======== PROVIDED RECORDS ========
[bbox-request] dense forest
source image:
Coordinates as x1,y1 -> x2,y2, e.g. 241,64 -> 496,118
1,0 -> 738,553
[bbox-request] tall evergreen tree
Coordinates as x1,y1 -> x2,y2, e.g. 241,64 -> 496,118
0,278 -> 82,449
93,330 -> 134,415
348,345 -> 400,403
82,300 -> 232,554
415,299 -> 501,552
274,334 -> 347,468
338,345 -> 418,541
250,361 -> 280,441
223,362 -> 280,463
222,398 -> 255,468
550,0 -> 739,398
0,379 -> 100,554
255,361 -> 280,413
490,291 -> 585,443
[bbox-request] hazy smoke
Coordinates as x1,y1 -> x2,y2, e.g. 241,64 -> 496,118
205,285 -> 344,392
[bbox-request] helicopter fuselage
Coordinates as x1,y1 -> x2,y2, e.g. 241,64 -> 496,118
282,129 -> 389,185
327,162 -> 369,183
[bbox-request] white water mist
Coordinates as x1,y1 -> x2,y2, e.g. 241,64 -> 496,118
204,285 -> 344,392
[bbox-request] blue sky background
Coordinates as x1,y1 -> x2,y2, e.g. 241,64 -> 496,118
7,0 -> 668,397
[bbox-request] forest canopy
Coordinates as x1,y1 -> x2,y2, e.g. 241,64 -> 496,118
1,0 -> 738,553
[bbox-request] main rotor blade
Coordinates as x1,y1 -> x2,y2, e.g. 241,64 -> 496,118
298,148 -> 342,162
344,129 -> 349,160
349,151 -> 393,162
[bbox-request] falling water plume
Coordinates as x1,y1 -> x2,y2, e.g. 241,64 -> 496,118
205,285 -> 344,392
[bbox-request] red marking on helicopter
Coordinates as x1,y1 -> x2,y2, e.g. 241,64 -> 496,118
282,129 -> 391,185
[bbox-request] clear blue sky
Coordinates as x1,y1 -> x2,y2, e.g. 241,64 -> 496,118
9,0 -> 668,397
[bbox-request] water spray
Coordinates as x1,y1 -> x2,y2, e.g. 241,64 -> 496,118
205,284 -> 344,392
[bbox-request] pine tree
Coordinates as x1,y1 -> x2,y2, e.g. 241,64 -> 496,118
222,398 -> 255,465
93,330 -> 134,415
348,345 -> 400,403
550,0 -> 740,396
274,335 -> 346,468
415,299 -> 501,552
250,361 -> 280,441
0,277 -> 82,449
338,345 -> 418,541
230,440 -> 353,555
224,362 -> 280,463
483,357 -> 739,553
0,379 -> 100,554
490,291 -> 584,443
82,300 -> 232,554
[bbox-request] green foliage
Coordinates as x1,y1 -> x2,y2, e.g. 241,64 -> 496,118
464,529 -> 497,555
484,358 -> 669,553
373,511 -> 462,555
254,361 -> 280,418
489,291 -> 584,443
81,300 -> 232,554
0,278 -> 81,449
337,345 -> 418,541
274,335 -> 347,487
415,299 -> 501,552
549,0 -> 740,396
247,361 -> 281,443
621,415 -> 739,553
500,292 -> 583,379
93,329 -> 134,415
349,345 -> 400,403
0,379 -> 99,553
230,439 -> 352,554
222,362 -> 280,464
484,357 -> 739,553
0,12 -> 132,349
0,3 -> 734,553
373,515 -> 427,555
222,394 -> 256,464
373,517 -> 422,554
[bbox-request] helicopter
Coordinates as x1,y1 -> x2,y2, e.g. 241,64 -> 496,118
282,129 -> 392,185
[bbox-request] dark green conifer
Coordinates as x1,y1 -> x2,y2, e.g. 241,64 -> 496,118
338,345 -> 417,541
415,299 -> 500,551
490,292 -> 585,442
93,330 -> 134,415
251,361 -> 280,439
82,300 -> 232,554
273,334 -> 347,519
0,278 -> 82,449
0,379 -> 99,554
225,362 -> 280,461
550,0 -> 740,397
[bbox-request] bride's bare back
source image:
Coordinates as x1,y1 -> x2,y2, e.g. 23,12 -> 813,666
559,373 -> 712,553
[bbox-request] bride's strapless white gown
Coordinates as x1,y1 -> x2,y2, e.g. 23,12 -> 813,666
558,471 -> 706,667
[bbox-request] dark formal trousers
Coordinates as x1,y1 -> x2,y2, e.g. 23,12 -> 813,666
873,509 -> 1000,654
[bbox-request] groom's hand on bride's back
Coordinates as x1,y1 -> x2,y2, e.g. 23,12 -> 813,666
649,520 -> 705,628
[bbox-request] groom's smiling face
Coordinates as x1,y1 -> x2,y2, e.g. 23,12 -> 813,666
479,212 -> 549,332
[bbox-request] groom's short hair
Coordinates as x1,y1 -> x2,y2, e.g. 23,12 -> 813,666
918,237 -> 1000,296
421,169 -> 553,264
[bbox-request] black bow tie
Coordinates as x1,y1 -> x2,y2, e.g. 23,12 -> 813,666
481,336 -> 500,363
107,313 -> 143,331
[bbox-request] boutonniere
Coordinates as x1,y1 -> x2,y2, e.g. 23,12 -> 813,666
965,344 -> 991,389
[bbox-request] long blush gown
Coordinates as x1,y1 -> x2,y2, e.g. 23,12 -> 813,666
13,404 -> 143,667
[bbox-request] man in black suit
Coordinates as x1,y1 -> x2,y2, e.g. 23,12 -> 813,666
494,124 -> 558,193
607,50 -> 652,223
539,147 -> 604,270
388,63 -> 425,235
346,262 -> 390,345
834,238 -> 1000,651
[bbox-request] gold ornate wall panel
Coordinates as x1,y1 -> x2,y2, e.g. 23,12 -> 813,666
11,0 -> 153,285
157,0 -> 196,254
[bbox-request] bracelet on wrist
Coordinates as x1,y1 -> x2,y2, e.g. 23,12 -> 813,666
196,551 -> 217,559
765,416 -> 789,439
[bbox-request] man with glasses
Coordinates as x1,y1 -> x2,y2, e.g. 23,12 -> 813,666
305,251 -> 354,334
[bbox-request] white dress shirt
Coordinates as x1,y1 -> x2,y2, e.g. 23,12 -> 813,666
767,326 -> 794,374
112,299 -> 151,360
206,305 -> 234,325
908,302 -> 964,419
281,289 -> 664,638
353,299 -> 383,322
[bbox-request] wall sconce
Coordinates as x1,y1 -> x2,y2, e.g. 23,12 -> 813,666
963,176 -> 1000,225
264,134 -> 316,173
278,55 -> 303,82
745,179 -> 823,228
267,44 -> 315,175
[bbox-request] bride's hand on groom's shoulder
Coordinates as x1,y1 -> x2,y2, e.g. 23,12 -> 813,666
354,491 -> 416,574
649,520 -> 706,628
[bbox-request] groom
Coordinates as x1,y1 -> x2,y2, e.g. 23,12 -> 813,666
========
### EXERCISE DETAILS
Provide only the number of lines from the material above that include the word "forest".

### SOLUTION TO THIS PROBLEM
2